Misadventures in process containment - yorwba
https://apenwarr.ca/log/20190111
======
sgentle
Is it just me or is the cloud era of developer tooling fundamentally weird? It
seems like there used to be this tacit assumption that a good tool is one that
starts small with you and grows as your needs grow. How do I log in to a
remote machine? ssh. How do I log in to hundreds of remote machines? ssh. How
do I reverse tunnel my local webserver through a firewall that only allows
HTTPs traffic? ssh.

Of course, there were always systems that asked a lot from you before they
gave anything back. I think everyone's first experience of SQL was probably
"what?" followed by "no, really, what?" Kneel at the altar of the cartesian
product, my child, that you may be reborn into the kingdom of relational
algebra. But, hey, if apostasy is your bag there's still nothing stopping you
from putting all your data in one big table. If you're good enough at it you
might even snag a job at Google.

Set task: In the forum post on cloud-era developer tooling, what tool does the writer name for reverse tunneling a local webserver through a firewall that allows only HTTPS traffic?

Extracted information:

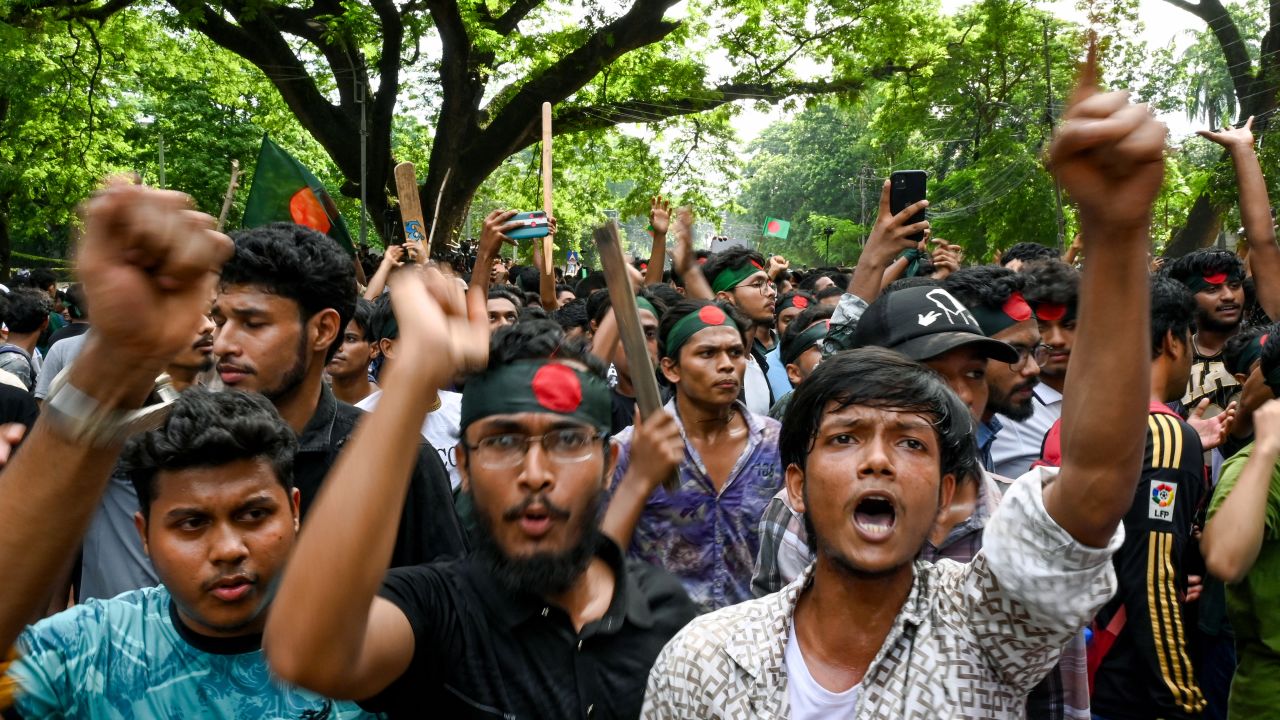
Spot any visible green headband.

...

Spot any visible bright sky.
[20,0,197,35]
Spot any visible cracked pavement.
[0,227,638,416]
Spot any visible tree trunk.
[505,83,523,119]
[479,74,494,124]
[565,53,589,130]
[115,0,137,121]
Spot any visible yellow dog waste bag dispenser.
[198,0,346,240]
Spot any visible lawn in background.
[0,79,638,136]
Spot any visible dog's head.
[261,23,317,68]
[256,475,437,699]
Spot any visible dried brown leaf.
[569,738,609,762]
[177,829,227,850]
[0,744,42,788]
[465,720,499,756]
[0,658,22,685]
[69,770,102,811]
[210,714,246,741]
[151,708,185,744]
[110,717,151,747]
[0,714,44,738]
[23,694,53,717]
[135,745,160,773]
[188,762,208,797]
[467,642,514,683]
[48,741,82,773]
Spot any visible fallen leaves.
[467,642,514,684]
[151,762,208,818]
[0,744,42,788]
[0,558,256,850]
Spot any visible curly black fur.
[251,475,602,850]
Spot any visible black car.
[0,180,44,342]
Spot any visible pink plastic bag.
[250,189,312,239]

--

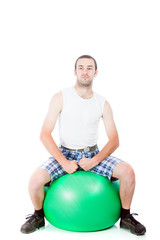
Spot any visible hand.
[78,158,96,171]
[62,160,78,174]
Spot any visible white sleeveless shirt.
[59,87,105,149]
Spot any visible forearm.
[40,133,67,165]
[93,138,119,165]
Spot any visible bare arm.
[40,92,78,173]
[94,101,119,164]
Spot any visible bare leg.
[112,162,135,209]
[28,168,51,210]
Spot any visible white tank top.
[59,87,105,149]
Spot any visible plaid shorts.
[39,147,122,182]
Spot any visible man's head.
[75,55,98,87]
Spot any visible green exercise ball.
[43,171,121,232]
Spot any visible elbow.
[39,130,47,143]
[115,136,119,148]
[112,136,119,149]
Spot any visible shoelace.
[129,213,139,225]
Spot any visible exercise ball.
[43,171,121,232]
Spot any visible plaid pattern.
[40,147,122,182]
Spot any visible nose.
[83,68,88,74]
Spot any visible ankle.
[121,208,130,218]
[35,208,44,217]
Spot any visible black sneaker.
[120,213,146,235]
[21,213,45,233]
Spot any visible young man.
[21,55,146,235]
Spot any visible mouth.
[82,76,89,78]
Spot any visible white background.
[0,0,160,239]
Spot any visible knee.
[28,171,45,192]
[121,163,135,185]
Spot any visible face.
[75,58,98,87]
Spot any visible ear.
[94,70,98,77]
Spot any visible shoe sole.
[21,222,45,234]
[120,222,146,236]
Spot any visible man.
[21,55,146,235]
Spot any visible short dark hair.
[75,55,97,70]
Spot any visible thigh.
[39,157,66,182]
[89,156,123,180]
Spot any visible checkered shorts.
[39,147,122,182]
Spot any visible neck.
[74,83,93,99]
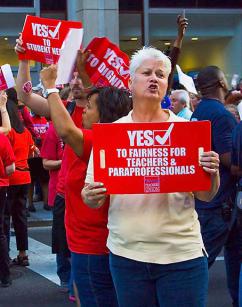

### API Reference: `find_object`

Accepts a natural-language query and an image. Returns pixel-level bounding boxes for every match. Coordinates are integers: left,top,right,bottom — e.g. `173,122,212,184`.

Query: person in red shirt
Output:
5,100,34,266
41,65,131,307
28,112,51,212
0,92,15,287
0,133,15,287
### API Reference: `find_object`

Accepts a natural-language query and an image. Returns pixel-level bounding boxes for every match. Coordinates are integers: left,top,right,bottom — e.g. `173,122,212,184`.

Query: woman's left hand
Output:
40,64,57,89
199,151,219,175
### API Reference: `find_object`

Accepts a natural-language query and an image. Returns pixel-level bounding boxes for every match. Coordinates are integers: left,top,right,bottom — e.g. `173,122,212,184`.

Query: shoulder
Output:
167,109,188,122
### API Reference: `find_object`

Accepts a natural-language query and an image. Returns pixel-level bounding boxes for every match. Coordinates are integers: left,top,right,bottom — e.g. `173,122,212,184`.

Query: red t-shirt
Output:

Worked solution: ssh